#### What to work on:
Copy every one of the rows below without changing anything.
:: Dataset entries
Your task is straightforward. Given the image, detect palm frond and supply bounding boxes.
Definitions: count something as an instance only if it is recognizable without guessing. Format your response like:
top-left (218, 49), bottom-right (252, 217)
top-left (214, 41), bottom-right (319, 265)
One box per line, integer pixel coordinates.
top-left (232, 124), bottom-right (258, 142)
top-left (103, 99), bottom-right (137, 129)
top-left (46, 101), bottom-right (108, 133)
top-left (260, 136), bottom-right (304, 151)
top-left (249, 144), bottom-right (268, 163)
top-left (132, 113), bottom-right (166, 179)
::::
#### Response to this exercise:
Your task is straightforward. Given the image, detect palm frond and supply bounding boxes.
Definitions: count something as an instance only if it is recognizable without guessing. Format your response like:
top-left (218, 49), bottom-right (252, 217)
top-left (214, 41), bottom-right (319, 265)
One box per line, integer pixel coordinates.
top-left (232, 124), bottom-right (258, 142)
top-left (103, 99), bottom-right (137, 129)
top-left (46, 101), bottom-right (108, 133)
top-left (260, 136), bottom-right (304, 151)
top-left (249, 144), bottom-right (268, 163)
top-left (132, 113), bottom-right (166, 179)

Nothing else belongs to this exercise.